═══ Фрагмент страницы

Потом пришел Сократ и говорил о добродетелях лучше и полнее, однако тоже неверно. А именно он приравнял добродетели к знаниям, но это невозможно. Дело в том, что все знания связаны с суждением (meta logoy), суждение же возникает в мыслящей (dianoetikoi) части души, так что, если верить Сократу, все добродетели возникают в разумной (logistikoi) части души. Получается, что, отождествляя добродетели с науками, Сократ упраздняет внеразумную (alogon) часть души, а вместе с нею и страсть (pathos), и нрав. Этим его подход к добродетелям неверен. После него Платон верно разделил душу на разумную и внеразумную части, каждую часть наделив подобающими добродетелями. До сих пор у него все хорошо, но после этого — опять неверно. Платон смешал и связал добродетель со своим учением о высшем благе и поступил неправильно: это благо не имеет отношения к добродетели как таковой. Ведя речь о бытии и об истине, он не имел оснований говорить о добродетели, поскольку они не имеют с нею ничего общего[5].
Вот в какой мере и как затронут [вопрос философами]. Теперь, после них, посмотрим, что мы сами должны говорить об этих вещах.
Во-первых, надо обратить внимание на то, что у любой науки (epistmes) и умения (dynameos) есть какая-то цель и эта цель есть всегда некое благо: ни одна наука, ни одно умение не существуют ради зла. И если благо — цель всех умений, то очевидно, что целью высшего умения будет высшее благо. А высшее умение, несомненно, политическое искусство, так что именно целью политики будет высшее благо. Нам нужно, стало быть, говорить о благе, причем не вообще (haplos) о благе, а о нашем благе,— ведь мы не должны говорить здесь о благе богов, потому что о нем другое учение и исследовать его надо иначе[6]. Итак, наше дело говорить о благе в общественной, политической жизни.

══════
═══ Исходные данные

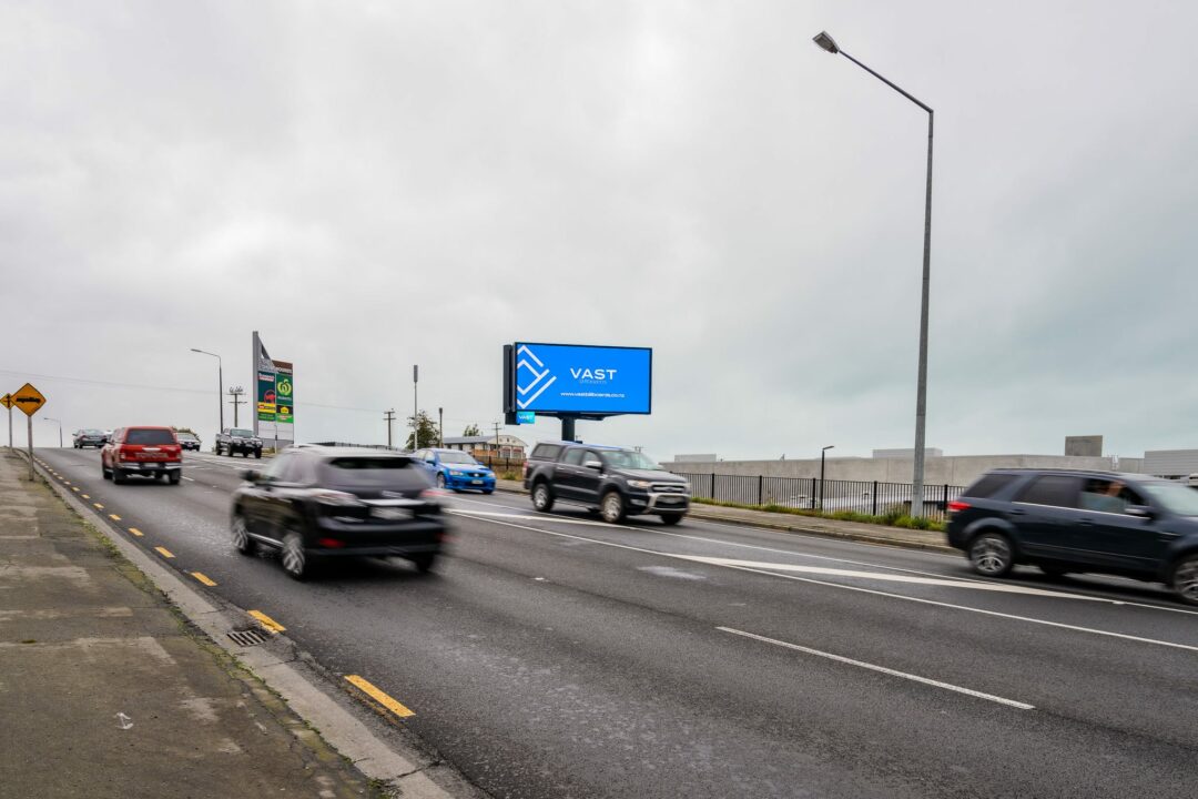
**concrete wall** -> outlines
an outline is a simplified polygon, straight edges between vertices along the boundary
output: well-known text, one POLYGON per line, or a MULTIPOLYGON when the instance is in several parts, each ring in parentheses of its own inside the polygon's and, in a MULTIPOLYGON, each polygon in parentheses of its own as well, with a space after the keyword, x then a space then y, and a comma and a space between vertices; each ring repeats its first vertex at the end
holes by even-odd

══════

Условие задания:
Повторите, пожалуйста, без изменений часть фрагмента страницы, которая начинается со слов, содержащих «Во-первых, надо обратить», и заканчивается словами «общественной, политической жизни.».

Решение ниже:
Во-первых, надо обратить внимание на то, что у любой науки (epistmes) и умения (dynameos) есть какая-то цель и эта цель есть всегда некое благо: ни одна наука, ни одно умение не существуют ради зла. И если благо — цель всех умений, то очевидно, что целью высшего умения будет высшее благо. А высшее умение, несомненно, политическое искусство, так что именно целью политики будет высшее благо. Нам нужно, стало быть, говорить о благе, причем не вообще (haplos) о благе, а о нашем благе,— ведь мы не должны говорить здесь о благе богов, потому что о нем другое учение и исследовать его надо иначе[6]. Итак, наше дело говорить о благе в общественной, политической жизни.